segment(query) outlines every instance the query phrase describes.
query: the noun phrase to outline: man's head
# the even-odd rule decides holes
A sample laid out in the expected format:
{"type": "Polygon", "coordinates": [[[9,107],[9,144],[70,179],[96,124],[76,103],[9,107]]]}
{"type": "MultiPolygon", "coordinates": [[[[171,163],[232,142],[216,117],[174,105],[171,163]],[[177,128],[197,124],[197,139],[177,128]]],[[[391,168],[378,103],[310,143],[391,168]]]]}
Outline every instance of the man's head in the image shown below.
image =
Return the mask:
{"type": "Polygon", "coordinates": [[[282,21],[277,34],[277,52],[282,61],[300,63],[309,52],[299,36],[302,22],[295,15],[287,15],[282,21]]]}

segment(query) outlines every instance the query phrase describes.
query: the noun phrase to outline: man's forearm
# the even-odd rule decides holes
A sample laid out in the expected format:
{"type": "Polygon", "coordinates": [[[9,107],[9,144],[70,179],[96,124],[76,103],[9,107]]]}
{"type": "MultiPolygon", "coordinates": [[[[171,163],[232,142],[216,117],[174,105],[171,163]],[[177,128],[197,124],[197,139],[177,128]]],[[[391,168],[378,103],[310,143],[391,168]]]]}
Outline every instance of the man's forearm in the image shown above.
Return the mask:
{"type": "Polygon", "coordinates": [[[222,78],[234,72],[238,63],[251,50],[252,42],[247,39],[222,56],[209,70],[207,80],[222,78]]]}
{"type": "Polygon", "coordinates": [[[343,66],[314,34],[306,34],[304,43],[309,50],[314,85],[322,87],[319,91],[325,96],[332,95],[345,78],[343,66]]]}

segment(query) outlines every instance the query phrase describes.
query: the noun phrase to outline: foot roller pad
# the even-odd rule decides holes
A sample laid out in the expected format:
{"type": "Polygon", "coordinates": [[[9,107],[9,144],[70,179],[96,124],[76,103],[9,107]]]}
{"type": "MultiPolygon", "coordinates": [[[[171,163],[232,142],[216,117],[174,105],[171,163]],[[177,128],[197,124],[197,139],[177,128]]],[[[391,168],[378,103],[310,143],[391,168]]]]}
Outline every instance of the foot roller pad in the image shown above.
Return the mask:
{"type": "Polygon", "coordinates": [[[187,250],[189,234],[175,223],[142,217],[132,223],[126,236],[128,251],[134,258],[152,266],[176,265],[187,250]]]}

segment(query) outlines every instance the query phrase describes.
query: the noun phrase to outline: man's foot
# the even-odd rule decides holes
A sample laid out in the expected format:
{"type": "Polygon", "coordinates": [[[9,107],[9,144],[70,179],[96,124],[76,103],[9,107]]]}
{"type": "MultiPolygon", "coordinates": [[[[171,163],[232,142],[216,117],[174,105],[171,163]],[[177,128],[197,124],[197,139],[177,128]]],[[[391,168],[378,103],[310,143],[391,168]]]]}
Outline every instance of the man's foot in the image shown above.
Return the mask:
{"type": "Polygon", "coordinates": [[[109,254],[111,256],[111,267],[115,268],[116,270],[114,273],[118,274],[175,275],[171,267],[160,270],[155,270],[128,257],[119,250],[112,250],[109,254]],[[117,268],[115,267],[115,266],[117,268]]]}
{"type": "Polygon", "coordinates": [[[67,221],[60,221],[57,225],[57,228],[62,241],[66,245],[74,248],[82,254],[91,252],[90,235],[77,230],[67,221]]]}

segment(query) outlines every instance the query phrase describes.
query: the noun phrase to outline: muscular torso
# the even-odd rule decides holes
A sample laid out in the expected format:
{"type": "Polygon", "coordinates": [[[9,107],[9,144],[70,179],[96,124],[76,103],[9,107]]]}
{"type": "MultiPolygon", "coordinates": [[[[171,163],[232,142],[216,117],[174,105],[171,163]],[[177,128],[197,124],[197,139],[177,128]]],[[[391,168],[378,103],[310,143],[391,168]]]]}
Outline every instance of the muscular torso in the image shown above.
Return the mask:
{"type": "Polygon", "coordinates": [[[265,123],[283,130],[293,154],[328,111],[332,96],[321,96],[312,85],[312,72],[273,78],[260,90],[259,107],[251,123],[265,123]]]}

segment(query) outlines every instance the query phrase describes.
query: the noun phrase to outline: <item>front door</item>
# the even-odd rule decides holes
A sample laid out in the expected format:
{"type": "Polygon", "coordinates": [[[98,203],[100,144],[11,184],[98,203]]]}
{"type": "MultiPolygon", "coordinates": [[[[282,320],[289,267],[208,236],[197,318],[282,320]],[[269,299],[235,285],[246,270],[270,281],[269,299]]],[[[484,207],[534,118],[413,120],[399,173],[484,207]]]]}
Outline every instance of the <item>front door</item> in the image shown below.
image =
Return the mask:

•••

YOUR INSTRUCTIONS: Repeat all the records. Match each line exactly.

SOLUTION:
segment(query) outlines every instance the query phrase describes.
query: the noun phrase to outline: man's head
# the even-odd rule decides holes
A sample laid out in the expected format:
{"type": "Polygon", "coordinates": [[[9,107],[9,144],[70,179],[96,124],[76,103],[9,107]]]}
{"type": "MultiPolygon", "coordinates": [[[[171,163],[232,142],[216,117],[174,105],[171,163]],[[177,128],[197,124],[197,139],[177,128]]],[[[391,168],[378,103],[310,143],[391,168]]]]}
Outline every instance of the man's head in the image shown below.
image =
Return the mask:
{"type": "Polygon", "coordinates": [[[282,21],[277,34],[277,52],[282,61],[300,63],[309,52],[299,36],[302,22],[295,15],[287,15],[282,21]]]}

segment(query) outlines every instance the query phrase describes.
query: the noun phrase to outline: man's forearm
# the even-odd rule decides holes
A sample laid out in the expected format:
{"type": "Polygon", "coordinates": [[[9,107],[9,144],[70,179],[96,124],[76,103],[9,107]]]}
{"type": "MultiPolygon", "coordinates": [[[[171,163],[232,142],[216,117],[174,105],[171,163]],[[177,128],[197,124],[197,139],[177,128]]],[[[391,168],[378,103],[310,143],[391,168]]]]}
Outline every instance of the man's forearm in the image shown above.
Return the mask:
{"type": "Polygon", "coordinates": [[[222,78],[234,72],[238,63],[251,50],[252,42],[247,39],[222,56],[209,70],[207,80],[222,78]]]}
{"type": "Polygon", "coordinates": [[[343,66],[314,34],[306,34],[304,43],[309,50],[314,85],[322,87],[319,91],[325,96],[332,95],[345,78],[343,66]]]}

segment(query) outlines every instance the query phrase describes.
query: the noun phrase to outline: foot roller pad
# the even-odd rule decides holes
A sample laid out in the expected format:
{"type": "Polygon", "coordinates": [[[9,107],[9,144],[70,179],[96,124],[76,103],[9,107]]]}
{"type": "MultiPolygon", "coordinates": [[[[171,163],[232,142],[216,117],[174,105],[171,163]],[[177,128],[197,124],[197,139],[177,128]]],[[[391,168],[378,103],[310,143],[391,168]]]]}
Outline every instance of the foot roller pad in the image shown above.
Return the mask:
{"type": "Polygon", "coordinates": [[[187,250],[189,234],[175,223],[142,217],[132,223],[126,236],[128,251],[134,258],[152,266],[176,265],[187,250]]]}

segment(query) outlines every instance the query phrase describes.
query: the noun phrase to outline: man's foot
# the even-odd rule decides holes
A sample laid out in the expected format:
{"type": "Polygon", "coordinates": [[[9,107],[9,144],[70,179],[96,124],[76,103],[9,107]]]}
{"type": "MultiPolygon", "coordinates": [[[[171,163],[232,142],[216,117],[174,105],[171,163]],[[177,128],[197,124],[197,139],[177,128]]],[[[391,168],[378,103],[310,143],[391,168]]]]}
Outline every instance of the man's foot in the image shown above.
Return the mask:
{"type": "Polygon", "coordinates": [[[109,254],[111,256],[111,267],[115,268],[116,270],[114,273],[118,274],[175,275],[171,267],[160,270],[155,270],[128,257],[119,250],[112,250],[109,254]],[[117,268],[115,267],[115,266],[117,268]]]}
{"type": "Polygon", "coordinates": [[[67,221],[60,221],[57,225],[57,228],[62,241],[66,245],[74,248],[82,254],[91,252],[90,235],[77,230],[67,221]]]}

segment(query) outlines every instance the query phrase describes.
query: the noun phrase to outline: muscular torso
# the even-odd rule decides holes
A sample laid out in the expected format:
{"type": "Polygon", "coordinates": [[[9,107],[9,144],[70,179],[96,124],[76,103],[9,107]]]}
{"type": "MultiPolygon", "coordinates": [[[[171,163],[232,142],[216,117],[174,105],[171,163]],[[177,128],[197,124],[197,139],[177,128]]],[[[391,168],[378,103],[310,143],[391,168]]]]}
Outline every instance of the muscular torso in the image shown above.
Return the mask:
{"type": "Polygon", "coordinates": [[[265,123],[283,130],[293,154],[328,111],[332,96],[321,96],[312,85],[312,72],[273,78],[260,90],[259,107],[251,123],[265,123]]]}

segment(query) outlines every instance the query phrase describes.
query: the noun phrase to outline: <item>front door</item>
# the even-odd rule decides holes
A sample laid out in the expected format:
{"type": "Polygon", "coordinates": [[[98,203],[100,144],[11,184],[98,203]]]}
{"type": "MultiPolygon", "coordinates": [[[[282,320],[289,267],[208,236],[197,318],[282,320]],[[269,299],[235,285],[246,270],[270,281],[269,299]]],[[[484,207],[534,118],[413,120],[399,173],[484,207]]]]}
Outline every instance of the <item>front door</item> in the image shown below.
image =
Return the mask:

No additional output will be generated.